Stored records
***

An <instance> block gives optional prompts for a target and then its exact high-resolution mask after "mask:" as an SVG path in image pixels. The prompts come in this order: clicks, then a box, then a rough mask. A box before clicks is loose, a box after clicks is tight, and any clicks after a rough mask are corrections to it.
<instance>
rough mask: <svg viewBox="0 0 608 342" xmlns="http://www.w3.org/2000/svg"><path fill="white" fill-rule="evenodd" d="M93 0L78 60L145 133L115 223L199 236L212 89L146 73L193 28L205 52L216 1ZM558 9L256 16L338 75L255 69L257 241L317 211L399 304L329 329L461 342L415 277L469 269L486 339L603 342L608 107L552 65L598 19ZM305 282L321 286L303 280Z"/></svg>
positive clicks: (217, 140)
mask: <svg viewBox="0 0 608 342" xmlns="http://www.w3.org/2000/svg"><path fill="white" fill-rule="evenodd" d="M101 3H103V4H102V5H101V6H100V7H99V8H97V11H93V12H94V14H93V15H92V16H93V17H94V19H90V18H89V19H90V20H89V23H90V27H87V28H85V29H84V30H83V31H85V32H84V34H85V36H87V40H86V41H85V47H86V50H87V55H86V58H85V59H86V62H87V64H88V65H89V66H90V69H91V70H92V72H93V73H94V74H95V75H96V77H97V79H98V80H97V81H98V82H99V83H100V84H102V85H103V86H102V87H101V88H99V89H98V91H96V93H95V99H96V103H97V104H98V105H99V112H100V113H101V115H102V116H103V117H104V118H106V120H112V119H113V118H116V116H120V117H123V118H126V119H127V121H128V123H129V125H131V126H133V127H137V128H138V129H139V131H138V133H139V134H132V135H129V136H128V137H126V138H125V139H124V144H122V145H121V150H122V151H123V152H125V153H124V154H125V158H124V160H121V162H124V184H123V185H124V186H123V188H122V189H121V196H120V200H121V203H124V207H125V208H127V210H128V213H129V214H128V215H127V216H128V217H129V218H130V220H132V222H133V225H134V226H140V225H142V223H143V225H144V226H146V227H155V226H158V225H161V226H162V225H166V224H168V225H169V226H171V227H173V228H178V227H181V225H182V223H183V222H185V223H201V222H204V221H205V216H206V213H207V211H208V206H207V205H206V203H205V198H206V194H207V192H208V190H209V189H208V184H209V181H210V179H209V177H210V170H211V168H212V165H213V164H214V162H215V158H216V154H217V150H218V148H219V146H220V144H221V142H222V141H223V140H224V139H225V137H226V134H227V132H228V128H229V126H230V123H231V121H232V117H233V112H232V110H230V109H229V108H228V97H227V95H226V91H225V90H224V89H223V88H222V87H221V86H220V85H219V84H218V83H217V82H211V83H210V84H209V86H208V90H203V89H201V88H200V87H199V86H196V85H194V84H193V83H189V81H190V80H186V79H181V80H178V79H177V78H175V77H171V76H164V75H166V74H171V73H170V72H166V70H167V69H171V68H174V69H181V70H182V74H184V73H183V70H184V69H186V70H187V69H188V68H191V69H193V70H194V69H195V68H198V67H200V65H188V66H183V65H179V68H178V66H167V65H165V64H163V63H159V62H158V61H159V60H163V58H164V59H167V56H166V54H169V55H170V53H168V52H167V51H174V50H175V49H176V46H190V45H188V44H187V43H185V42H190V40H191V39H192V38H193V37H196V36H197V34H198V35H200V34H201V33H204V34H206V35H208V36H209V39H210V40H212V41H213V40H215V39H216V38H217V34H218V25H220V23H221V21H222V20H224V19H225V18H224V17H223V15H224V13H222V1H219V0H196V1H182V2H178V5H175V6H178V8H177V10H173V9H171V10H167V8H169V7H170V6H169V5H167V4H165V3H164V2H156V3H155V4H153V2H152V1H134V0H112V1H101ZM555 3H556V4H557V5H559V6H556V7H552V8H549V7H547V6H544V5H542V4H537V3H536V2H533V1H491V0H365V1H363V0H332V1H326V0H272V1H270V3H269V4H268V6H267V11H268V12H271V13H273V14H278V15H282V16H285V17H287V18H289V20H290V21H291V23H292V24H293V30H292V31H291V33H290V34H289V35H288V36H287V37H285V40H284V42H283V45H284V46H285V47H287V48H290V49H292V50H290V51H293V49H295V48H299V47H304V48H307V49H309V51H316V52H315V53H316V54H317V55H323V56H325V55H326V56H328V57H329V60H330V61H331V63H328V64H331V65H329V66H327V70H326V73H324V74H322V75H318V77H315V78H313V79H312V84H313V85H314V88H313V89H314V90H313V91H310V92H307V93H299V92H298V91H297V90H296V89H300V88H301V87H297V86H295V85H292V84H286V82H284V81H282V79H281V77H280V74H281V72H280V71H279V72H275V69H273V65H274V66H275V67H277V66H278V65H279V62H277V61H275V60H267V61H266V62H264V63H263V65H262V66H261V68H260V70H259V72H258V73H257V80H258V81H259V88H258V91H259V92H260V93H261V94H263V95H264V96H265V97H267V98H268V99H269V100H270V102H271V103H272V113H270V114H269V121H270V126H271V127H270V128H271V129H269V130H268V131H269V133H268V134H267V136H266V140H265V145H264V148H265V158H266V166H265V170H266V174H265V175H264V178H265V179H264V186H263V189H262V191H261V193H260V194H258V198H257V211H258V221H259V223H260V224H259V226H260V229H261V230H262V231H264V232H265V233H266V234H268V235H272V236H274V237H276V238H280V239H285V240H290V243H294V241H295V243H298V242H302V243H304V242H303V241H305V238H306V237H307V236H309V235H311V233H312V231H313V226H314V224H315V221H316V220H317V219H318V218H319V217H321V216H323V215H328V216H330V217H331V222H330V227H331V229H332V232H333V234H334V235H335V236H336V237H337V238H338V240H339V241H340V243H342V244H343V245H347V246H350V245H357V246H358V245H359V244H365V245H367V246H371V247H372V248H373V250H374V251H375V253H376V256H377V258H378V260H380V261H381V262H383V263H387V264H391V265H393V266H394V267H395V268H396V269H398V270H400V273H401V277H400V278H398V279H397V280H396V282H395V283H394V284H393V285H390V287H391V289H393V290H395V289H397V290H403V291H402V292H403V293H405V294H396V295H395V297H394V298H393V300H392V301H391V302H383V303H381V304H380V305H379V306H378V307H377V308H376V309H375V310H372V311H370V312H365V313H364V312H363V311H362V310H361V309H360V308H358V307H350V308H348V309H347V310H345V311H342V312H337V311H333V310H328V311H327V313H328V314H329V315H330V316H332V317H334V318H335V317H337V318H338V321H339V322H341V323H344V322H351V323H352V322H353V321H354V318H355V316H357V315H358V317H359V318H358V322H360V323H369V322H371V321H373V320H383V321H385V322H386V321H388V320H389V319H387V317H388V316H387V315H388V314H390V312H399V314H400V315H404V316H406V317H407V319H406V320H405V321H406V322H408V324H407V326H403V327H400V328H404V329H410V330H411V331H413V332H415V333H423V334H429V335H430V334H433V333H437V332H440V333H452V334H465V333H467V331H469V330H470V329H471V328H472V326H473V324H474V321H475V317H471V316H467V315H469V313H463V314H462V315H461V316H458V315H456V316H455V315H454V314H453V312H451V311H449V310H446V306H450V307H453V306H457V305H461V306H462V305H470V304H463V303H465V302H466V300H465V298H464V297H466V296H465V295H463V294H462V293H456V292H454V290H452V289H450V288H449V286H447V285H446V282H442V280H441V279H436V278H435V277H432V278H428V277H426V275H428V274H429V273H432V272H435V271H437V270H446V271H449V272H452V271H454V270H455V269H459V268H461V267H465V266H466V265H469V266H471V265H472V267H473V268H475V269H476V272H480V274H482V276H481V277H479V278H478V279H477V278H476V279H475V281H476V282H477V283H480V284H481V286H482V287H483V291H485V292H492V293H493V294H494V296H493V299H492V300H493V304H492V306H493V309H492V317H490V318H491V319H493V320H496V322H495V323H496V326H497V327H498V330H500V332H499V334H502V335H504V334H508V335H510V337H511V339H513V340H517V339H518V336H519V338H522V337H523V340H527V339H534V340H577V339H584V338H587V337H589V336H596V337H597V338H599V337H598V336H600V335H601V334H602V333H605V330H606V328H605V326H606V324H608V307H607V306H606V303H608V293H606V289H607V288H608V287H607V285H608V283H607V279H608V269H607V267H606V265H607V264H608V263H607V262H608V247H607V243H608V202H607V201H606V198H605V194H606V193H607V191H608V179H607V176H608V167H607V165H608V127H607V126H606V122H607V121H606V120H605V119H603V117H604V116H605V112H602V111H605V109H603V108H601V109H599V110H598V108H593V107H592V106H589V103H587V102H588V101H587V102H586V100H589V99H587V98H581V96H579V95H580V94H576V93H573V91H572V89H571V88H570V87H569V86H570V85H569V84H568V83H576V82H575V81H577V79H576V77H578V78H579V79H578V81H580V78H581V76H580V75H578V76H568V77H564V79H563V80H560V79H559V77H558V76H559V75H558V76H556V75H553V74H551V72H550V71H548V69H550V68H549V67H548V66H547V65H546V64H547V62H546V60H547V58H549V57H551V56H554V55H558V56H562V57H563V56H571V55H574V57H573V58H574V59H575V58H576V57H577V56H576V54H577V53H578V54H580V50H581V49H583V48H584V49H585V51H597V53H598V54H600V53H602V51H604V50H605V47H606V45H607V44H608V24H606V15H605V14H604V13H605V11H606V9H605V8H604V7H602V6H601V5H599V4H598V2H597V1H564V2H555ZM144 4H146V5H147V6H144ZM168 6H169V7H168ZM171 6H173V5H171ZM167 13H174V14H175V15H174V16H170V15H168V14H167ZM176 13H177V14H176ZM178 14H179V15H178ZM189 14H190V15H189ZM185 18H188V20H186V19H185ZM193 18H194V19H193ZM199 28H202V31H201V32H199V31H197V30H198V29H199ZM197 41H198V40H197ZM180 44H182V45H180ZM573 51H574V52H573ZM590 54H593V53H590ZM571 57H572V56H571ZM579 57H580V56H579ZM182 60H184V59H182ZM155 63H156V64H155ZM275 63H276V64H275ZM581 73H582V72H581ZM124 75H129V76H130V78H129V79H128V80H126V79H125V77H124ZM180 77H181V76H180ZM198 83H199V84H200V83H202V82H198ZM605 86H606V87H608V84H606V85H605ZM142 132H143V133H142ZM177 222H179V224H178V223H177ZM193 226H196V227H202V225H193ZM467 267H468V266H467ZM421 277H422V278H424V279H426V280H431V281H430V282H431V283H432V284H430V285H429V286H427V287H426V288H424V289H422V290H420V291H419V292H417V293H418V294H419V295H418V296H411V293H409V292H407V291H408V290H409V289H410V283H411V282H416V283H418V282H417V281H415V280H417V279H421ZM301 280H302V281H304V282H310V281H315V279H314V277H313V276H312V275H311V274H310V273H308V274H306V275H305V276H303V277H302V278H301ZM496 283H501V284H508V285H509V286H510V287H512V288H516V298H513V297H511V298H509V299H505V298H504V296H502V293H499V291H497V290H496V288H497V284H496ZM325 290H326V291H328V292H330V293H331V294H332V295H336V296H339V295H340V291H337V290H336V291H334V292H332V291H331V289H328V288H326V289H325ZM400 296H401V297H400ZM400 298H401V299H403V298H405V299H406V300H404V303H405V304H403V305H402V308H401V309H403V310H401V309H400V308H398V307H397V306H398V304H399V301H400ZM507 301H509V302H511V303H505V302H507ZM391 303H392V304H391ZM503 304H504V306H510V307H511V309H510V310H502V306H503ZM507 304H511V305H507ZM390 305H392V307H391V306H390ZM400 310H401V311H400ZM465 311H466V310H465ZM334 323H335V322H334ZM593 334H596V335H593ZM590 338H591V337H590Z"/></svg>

***

▶ WHAT YOU ARE ASKED TO DO:
Please show every line of the records that holds the word "rough".

▶ WORKED SOLUTION:
An <instance> block gives optional prompts for a target and then its exact high-resolution mask after "mask:" as an SVG path in image pixels. The prompts come in this order: clicks, then a box, then a rough mask. A box before clicks is loose, a box after clicks is tight, and any clicks after a rough mask are corrections to it.
rough mask: <svg viewBox="0 0 608 342" xmlns="http://www.w3.org/2000/svg"><path fill="white" fill-rule="evenodd" d="M93 0L78 60L145 133L115 223L199 236L212 89L146 73L193 28L205 52L216 1ZM558 9L256 16L338 75L255 69L257 241L317 211L399 304L329 329L461 342L415 277L469 269L486 339L603 342L608 107L552 65L598 19ZM305 282L321 286L303 280Z"/></svg>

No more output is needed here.